Objectif visé »
Renvoyez, s'il vous plaît, toutes les lignes des données qui contiennent le mot « outline ».

[Une série de données]
····················
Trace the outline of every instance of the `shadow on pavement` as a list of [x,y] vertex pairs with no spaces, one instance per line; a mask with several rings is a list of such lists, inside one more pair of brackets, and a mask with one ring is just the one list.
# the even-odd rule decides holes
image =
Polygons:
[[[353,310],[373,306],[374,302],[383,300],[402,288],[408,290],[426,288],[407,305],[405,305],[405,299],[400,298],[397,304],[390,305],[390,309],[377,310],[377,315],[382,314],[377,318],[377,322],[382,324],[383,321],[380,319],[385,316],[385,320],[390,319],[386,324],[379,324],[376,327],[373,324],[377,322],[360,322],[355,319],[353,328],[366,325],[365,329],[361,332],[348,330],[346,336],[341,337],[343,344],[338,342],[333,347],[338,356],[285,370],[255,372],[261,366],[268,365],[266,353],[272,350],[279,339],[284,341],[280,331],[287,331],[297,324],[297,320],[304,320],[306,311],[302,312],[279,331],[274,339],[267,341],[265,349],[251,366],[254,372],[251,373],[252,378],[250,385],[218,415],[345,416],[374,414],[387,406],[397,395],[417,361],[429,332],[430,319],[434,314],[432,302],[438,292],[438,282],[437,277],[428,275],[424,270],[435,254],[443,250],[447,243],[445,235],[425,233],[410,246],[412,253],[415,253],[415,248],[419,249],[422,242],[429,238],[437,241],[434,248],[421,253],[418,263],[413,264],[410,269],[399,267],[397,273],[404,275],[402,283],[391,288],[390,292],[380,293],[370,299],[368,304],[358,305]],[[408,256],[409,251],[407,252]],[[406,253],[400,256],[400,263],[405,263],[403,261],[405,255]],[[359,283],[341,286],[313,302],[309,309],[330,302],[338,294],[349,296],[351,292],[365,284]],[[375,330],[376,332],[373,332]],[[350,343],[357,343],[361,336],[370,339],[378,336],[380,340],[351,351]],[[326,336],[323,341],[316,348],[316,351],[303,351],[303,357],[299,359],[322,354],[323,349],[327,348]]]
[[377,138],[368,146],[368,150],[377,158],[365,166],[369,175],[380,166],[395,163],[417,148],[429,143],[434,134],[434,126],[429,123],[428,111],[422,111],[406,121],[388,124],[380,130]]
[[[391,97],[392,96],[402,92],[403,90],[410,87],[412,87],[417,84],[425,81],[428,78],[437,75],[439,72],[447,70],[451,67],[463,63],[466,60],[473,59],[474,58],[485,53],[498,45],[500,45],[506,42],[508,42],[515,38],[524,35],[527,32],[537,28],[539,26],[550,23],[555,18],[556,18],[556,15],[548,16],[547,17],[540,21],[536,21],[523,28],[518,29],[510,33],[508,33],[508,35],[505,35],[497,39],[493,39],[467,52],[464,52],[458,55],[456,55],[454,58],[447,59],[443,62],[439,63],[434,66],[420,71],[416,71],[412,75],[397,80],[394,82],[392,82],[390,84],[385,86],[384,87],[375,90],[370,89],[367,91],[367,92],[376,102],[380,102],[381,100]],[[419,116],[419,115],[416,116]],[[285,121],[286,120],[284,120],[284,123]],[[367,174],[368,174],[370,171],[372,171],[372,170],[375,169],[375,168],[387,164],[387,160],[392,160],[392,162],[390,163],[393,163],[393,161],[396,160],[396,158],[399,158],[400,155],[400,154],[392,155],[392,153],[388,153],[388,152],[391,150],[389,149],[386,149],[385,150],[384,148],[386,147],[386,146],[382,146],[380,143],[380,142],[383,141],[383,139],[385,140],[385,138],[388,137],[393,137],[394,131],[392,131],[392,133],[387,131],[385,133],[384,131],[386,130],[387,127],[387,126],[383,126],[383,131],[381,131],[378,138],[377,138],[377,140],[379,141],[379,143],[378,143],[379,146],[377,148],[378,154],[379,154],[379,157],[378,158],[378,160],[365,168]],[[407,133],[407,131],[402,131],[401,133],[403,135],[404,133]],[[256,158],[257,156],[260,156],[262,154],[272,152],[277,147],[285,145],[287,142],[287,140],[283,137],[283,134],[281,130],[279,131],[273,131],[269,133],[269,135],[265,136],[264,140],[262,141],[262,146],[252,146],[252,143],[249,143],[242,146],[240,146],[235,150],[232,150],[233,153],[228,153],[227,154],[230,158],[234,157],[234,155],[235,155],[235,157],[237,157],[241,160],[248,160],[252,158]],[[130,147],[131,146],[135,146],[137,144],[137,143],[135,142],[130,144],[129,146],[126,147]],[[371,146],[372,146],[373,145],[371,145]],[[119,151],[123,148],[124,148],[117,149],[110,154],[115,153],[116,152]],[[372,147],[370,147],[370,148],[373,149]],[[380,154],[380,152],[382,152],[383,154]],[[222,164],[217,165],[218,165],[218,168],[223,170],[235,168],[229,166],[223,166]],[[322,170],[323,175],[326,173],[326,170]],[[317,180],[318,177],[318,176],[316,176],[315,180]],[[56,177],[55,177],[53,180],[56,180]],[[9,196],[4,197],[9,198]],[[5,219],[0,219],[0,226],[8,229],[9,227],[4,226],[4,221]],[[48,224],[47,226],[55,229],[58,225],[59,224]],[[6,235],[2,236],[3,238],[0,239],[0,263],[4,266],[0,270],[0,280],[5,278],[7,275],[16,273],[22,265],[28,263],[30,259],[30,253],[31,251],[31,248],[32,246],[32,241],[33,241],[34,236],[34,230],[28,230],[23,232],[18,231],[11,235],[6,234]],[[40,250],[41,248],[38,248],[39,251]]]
····················
Réponse complète »
Trace the outline of every instance of the `shadow on pavement` as a list of [x,y] vertex pairs with no spaces, one instance per line; a mask with several rings is a list of such lists, inside one more pair of brackets, and a mask with one ring is just the one list.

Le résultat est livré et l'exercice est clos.